'''
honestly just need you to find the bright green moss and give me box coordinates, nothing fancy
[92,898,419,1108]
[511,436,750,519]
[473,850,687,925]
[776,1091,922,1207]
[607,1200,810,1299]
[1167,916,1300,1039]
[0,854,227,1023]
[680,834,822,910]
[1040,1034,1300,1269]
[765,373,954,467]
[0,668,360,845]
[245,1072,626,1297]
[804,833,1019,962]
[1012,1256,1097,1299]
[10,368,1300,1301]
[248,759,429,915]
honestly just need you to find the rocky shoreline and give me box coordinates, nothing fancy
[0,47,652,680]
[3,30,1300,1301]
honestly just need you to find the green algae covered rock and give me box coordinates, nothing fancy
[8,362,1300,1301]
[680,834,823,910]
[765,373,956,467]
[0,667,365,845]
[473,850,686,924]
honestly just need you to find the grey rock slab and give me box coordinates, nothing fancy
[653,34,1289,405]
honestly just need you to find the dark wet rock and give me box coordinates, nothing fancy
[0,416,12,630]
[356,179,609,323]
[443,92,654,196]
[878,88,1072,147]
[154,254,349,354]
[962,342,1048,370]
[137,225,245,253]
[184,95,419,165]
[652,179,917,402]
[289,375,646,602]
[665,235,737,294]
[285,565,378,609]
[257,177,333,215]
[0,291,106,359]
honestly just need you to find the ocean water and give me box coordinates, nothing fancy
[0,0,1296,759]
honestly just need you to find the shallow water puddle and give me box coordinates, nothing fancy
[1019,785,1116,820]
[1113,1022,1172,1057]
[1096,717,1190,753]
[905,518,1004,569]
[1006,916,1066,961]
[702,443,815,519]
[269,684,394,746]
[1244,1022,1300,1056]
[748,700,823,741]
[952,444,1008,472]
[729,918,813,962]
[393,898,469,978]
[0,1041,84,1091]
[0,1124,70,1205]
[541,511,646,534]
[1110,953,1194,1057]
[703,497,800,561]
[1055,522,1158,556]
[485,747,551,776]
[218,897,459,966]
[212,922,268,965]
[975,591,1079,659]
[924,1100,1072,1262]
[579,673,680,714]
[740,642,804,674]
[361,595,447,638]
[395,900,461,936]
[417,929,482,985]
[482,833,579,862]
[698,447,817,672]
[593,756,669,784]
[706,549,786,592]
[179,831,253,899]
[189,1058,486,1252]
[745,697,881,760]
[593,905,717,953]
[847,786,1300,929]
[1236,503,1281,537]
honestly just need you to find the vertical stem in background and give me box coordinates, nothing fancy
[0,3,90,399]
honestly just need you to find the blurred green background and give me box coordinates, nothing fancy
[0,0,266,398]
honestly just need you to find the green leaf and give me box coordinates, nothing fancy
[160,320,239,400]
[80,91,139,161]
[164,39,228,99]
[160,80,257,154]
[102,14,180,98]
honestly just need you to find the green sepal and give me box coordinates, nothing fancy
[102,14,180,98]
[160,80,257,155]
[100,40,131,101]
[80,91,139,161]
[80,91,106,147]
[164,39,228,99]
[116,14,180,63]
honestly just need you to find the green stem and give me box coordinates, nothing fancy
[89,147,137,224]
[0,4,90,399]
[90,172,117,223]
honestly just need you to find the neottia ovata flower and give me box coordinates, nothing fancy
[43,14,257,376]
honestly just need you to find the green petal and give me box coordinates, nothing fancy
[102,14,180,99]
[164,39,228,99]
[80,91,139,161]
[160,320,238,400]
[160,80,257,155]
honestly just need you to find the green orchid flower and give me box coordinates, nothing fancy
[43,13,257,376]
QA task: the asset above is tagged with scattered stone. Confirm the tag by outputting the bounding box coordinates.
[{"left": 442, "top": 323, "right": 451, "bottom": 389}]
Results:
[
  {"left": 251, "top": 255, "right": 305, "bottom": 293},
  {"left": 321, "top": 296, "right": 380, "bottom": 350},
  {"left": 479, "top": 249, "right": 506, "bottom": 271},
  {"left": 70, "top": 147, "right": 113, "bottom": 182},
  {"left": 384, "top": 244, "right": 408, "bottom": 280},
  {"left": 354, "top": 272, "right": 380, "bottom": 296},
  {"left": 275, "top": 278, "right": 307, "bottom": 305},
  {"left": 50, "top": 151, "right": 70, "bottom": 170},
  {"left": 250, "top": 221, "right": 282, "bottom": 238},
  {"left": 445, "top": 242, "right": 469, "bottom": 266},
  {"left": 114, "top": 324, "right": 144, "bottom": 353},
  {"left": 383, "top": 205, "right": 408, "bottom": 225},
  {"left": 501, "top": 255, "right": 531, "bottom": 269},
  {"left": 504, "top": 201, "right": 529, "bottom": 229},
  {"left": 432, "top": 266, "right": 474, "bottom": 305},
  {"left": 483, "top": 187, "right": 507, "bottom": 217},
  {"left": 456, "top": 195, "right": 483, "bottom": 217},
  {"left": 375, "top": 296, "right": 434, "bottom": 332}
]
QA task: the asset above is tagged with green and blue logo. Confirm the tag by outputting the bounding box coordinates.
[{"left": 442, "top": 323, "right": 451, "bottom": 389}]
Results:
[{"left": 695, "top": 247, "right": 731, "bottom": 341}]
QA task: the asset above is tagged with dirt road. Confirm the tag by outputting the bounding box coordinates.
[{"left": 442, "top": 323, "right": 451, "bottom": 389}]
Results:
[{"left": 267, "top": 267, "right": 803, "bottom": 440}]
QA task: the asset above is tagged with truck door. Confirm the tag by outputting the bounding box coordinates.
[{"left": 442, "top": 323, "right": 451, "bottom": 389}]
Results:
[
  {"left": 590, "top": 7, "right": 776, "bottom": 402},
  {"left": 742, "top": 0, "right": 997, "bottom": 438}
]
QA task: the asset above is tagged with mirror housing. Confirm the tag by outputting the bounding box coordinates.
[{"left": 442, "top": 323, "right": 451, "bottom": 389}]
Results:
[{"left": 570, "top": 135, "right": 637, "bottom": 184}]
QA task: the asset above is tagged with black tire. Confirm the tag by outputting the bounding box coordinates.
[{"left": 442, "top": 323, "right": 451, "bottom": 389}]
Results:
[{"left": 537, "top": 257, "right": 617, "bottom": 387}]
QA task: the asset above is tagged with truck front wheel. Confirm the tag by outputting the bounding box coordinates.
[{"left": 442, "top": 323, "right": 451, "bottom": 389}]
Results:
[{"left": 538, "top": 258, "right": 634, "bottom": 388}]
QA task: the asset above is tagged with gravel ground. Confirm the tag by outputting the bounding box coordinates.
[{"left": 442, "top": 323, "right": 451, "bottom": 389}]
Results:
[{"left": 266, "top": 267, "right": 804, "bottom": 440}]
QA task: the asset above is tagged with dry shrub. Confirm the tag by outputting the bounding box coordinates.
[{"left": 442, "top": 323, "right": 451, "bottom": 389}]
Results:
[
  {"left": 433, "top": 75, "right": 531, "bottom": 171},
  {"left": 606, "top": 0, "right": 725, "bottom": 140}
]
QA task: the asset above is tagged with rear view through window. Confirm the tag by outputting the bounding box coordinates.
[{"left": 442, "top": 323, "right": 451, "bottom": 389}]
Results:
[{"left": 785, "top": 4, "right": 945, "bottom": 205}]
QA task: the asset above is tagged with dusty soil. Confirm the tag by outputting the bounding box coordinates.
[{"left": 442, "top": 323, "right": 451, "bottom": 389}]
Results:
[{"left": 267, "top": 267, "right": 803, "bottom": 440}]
'''
Print the material once more, keeping every word as it is.

## Response
honestly just need you to find the bright green moss and give me box coordinates, nothing fancy
[92,898,419,1108]
[511,436,750,519]
[473,850,687,925]
[776,1091,922,1207]
[607,1200,810,1299]
[1167,916,1300,1039]
[0,854,227,1023]
[680,834,822,910]
[1040,1034,1300,1269]
[765,373,954,467]
[0,668,360,845]
[245,1072,626,1297]
[804,833,1019,962]
[1012,1256,1097,1299]
[10,368,1300,1301]
[248,759,429,915]
honestly just need you to find the rocky shoreline and give me box coordinates, nothing fancy
[0,47,652,680]
[3,30,1300,1301]
honestly just need you to find the green algae covered rock and give me box coordinates, nothing fancy
[8,362,1300,1301]
[680,834,823,910]
[765,373,956,467]
[0,667,365,845]
[473,850,686,924]
honestly just need you to find the grey rock slab and give me box coordinates, nothing fancy
[653,34,1289,405]
honestly just need you to find the dark wet rock and give me box coordinates, nothing fancy
[0,416,12,630]
[356,179,609,323]
[443,92,654,196]
[878,88,1072,147]
[154,254,349,354]
[962,342,1048,370]
[137,225,245,253]
[184,95,419,165]
[652,179,917,402]
[289,375,646,602]
[665,235,737,294]
[285,565,378,609]
[257,177,333,215]
[0,291,106,359]
honestly just need you to find the ocean water and give me box coordinates, nothing fancy
[0,0,1296,759]
honestly just need you to find the shallow water puddle and give me box coordinates, nothing fancy
[1019,785,1116,820]
[1113,1022,1172,1057]
[1096,717,1190,753]
[905,518,1004,569]
[1006,916,1066,961]
[702,443,815,519]
[269,684,394,746]
[1244,1022,1300,1056]
[748,700,823,741]
[952,444,1008,472]
[729,918,813,962]
[393,898,469,978]
[0,1041,84,1091]
[0,1124,70,1205]
[541,511,646,534]
[1110,953,1194,1057]
[703,497,800,561]
[1055,522,1158,556]
[485,747,551,776]
[218,897,459,966]
[212,922,268,965]
[975,591,1079,659]
[924,1100,1072,1262]
[579,673,680,714]
[740,642,804,674]
[361,595,447,638]
[395,900,461,936]
[417,929,482,985]
[482,833,579,862]
[698,447,817,672]
[593,756,669,784]
[706,549,786,592]
[179,831,253,899]
[189,1058,486,1252]
[745,697,881,760]
[593,905,717,953]
[847,786,1300,929]
[1236,503,1281,537]
honestly just need you to find the vertical stem in background and give me box coordinates, nothing fancy
[0,3,90,399]
honestly just need you to find the blurred green background and give me box coordinates, nothing fancy
[0,0,266,398]
honestly just need you to find the green leaf and give me box coordinates, nothing fancy
[160,320,239,400]
[80,91,139,161]
[164,39,228,99]
[160,80,257,154]
[102,14,180,98]
honestly just need you to find the green sepal and give me box coordinates, nothing fancy
[102,14,180,98]
[160,80,257,155]
[100,40,131,101]
[80,91,139,161]
[80,91,106,147]
[164,39,228,99]
[116,14,180,63]
honestly just need you to find the green stem and give me box coordinates, nothing fancy
[89,147,137,224]
[0,4,90,399]
[90,172,117,223]
honestly just need you to find the neottia ovata flower and give me box coordinates, nothing fancy
[43,14,257,376]
honestly just need you to find the green petal and give me box coordinates, nothing fancy
[102,14,180,99]
[164,39,228,99]
[80,91,139,161]
[160,320,238,400]
[160,80,257,155]
honestly just need you to find the green orchid flower and give me box coordinates, nothing fancy
[43,13,257,376]
QA task: the asset above is tagged with scattered stone. Confirm the tag by outputting the bounding box coordinates.
[{"left": 442, "top": 323, "right": 451, "bottom": 389}]
Results:
[
  {"left": 251, "top": 255, "right": 305, "bottom": 293},
  {"left": 321, "top": 296, "right": 380, "bottom": 350},
  {"left": 479, "top": 249, "right": 506, "bottom": 271},
  {"left": 70, "top": 147, "right": 113, "bottom": 182},
  {"left": 384, "top": 244, "right": 408, "bottom": 280},
  {"left": 354, "top": 272, "right": 380, "bottom": 296},
  {"left": 275, "top": 278, "right": 307, "bottom": 305},
  {"left": 50, "top": 151, "right": 70, "bottom": 170},
  {"left": 250, "top": 221, "right": 282, "bottom": 238},
  {"left": 445, "top": 242, "right": 469, "bottom": 266},
  {"left": 114, "top": 324, "right": 144, "bottom": 353},
  {"left": 383, "top": 205, "right": 408, "bottom": 225},
  {"left": 501, "top": 255, "right": 531, "bottom": 269},
  {"left": 504, "top": 201, "right": 529, "bottom": 229},
  {"left": 432, "top": 266, "right": 474, "bottom": 305},
  {"left": 483, "top": 187, "right": 507, "bottom": 217},
  {"left": 456, "top": 195, "right": 483, "bottom": 217},
  {"left": 375, "top": 296, "right": 434, "bottom": 332}
]
QA task: the asset above is tagged with green and blue logo. Confirm the tag by outputting the bounding box coordinates.
[{"left": 442, "top": 323, "right": 451, "bottom": 389}]
Results:
[{"left": 695, "top": 247, "right": 731, "bottom": 341}]
QA task: the asset above is tagged with dirt road. Confirm the tag by outputting the bounding box coordinates.
[{"left": 442, "top": 323, "right": 451, "bottom": 389}]
Results:
[{"left": 267, "top": 267, "right": 803, "bottom": 440}]
QA task: the asset above is tagged with truck door. Confirm the tag by outputting the bounding box coordinates.
[{"left": 442, "top": 323, "right": 451, "bottom": 389}]
Results:
[
  {"left": 590, "top": 7, "right": 776, "bottom": 402},
  {"left": 742, "top": 0, "right": 997, "bottom": 438}
]
QA task: the asset above is tagged with mirror housing. Confirm the tag by outputting the bounding box coordinates.
[{"left": 442, "top": 323, "right": 451, "bottom": 389}]
Results:
[{"left": 570, "top": 135, "right": 637, "bottom": 184}]
QA task: the asset above is tagged with black tire. Confirm the tag by outputting the bounding box coordinates.
[{"left": 442, "top": 323, "right": 451, "bottom": 389}]
Results:
[{"left": 537, "top": 257, "right": 617, "bottom": 387}]
QA task: the asset above is tagged with truck front wheel. Confirm the tag by outputting the bounding box coordinates.
[{"left": 442, "top": 323, "right": 451, "bottom": 389}]
Results:
[{"left": 538, "top": 258, "right": 634, "bottom": 388}]
QA task: the asset above is tagged with gravel ground. Confirm the tag by outputting the bounding box coordinates.
[{"left": 442, "top": 323, "right": 451, "bottom": 389}]
Results:
[{"left": 266, "top": 267, "right": 804, "bottom": 440}]
QA task: the asset above is tagged with dry shrub. Confirm the tag by outputting the bounding box coordinates.
[{"left": 442, "top": 323, "right": 451, "bottom": 389}]
Results:
[
  {"left": 433, "top": 75, "right": 531, "bottom": 171},
  {"left": 606, "top": 0, "right": 725, "bottom": 140}
]
QA task: the asset above is tagged with rear view through window. Confirm the tag by outputting the bounding box coordinates.
[{"left": 442, "top": 323, "right": 451, "bottom": 389}]
Results:
[{"left": 785, "top": 4, "right": 945, "bottom": 205}]
QA task: the asset above is tagged with dusty soil. Confirm the tag by outputting the bounding box coordinates.
[{"left": 442, "top": 323, "right": 451, "bottom": 389}]
Results:
[{"left": 267, "top": 267, "right": 803, "bottom": 440}]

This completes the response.